La mandataire des archives du Président Mitterrand répondit le 7 octobre 2015 qu’elle donnait son autorisation pour la consultation des deux premiers dossiers, mais pas des seize autres, au motif qu’ils étaient « susceptibles de porter une atteinte excessive aux intérêts protégés par la loi ». Elle indiquait en particulier que ces seize dossiers contenaient un ou des documents classés « secret », « secret défense » ou « confidentiel défense ».

Le 7 décembre 2015, le directeur des Archives de France informa le requérant qu’au vu de l’avis de la mandataire du président Mitterrand, il l’autorisait à consulter les deux premiers dossiers mais pas les seize autres.  Il précisait ce qui suit :

« (...) en effet, il s’agit de documents dont la communication est de nature à porter une atteinte aux intérêts protégés par la loi. Après avoir saisi la mandataire du président François Mitterrand, j’émets un avis défavorable à la consultation par dérogation (...) ».

2.L’avis de la commission d’accès aux documents administratifs

Le requérant saisit la commission d’accès aux documents administratifs (« CADA »), qui, le 3 mars 2016, rendit l’avis suivant :

« En réponse à la demande qui lui a été adressée, le directeur chargé des Archives de France a informé la commission que tenu par le I de l’article L. 213-3 et l’article L. 213-4 du code du patrimoine, il ne pouvait accéder à la demande de dérogation sans l’accord de la mandataire des archives du président [Mitterrand]. Elle prend note qu’il propose néanmoins, sous réserve de l’accord de [la mandataire], que ces dossiers soient communiqués au demandeur, hormis les pièces classifiées.

La commission rappelle qu’aux termes de l’article L. 213-4 du code du patrimoine, dans sa rédaction résultant de la loi no 2008-696 du 15 juillet 2008, les documents d’archives publiques émanant d’un président de la République versés antérieurement à la publication de cette loi sont régis par le protocole signé entre celui-ci et l’administration des archives. Toutefois, les clauses relatives aux mandataires cessent d’être applicables vingt-cinq ans après le décès du signataire du protocole.

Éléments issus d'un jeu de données
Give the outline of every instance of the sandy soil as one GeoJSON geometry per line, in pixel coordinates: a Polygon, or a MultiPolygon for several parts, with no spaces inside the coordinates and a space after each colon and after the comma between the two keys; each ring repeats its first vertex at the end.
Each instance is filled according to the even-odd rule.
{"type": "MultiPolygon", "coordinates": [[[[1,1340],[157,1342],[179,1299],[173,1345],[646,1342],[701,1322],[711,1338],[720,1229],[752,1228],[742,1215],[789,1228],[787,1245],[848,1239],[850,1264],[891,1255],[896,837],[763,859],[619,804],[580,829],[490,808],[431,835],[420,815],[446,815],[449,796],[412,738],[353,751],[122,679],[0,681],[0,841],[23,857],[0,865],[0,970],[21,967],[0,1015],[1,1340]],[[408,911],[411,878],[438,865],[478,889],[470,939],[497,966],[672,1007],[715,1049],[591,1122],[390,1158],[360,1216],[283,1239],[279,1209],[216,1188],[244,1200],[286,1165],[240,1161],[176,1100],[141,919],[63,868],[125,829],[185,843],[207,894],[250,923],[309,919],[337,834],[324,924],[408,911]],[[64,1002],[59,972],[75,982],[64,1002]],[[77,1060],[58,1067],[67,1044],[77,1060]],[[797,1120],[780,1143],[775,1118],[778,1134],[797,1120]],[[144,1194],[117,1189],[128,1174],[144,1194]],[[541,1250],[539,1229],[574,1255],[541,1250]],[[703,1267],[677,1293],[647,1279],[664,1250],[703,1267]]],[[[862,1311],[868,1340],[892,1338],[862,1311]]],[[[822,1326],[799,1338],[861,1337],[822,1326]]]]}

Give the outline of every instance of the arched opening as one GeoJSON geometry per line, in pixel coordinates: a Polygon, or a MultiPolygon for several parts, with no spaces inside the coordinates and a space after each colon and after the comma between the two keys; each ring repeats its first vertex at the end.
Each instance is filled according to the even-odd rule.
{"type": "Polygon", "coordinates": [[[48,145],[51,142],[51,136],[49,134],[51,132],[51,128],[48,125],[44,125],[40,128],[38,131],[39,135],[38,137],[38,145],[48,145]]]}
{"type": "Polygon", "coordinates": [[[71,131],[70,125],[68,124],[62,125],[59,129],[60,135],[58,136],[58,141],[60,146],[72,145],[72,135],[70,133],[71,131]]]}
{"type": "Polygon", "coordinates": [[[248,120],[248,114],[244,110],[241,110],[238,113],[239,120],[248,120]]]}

- **EXERCICE A**: Selon le texte à lire, à quelle date la commission d'accès aux documents administratifs rendit-elle son avis ?
- **EXERCICE B**: Transcrivez sous forme de liste JSON de chaînes tout le listing, depuis la ligne contenant « Give the outline of every instance of the arched » jusqu'à la fin du listing, en faisant de chaque ligne une chaîne et en omettant les lignes vides.

- **RÉPONSE RÉDIGÉE A**: Le 3 mars 2016.

- **RÉPONSE RÉDIGÉE B**:
[
  "Give the outline of every instance of the arched opening as one GeoJSON geometry per line, in pixel coordinates: a Polygon, or a MultiPolygon for several parts, with no spaces inside the coordinates and a space after each colon and after the comma between the two keys; each ring repeats its first vertex at the end.",
  "Each instance is filled according to the even-odd rule.",
  "{\"type\": \"Polygon\", \"coordinates\": [[[48,145],[51,142],[51,136],[49,134],[51,132],[51,128],[48,125],[44,125],[40,128],[38,131],[39,135],[38,137],[38,145],[48,145]]]}",
  "{\"type\": \"Polygon\", \"coordinates\": [[[71,131],[70,125],[68,124],[62,125],[59,129],[60,135],[58,136],[58,141],[60,146],[72,145],[72,135],[70,133],[71,131]]]}",
  "{\"type\": \"Polygon\", \"coordinates\": [[[248,120],[248,114],[244,110],[241,110],[238,113],[239,120],[248,120]]]}"
]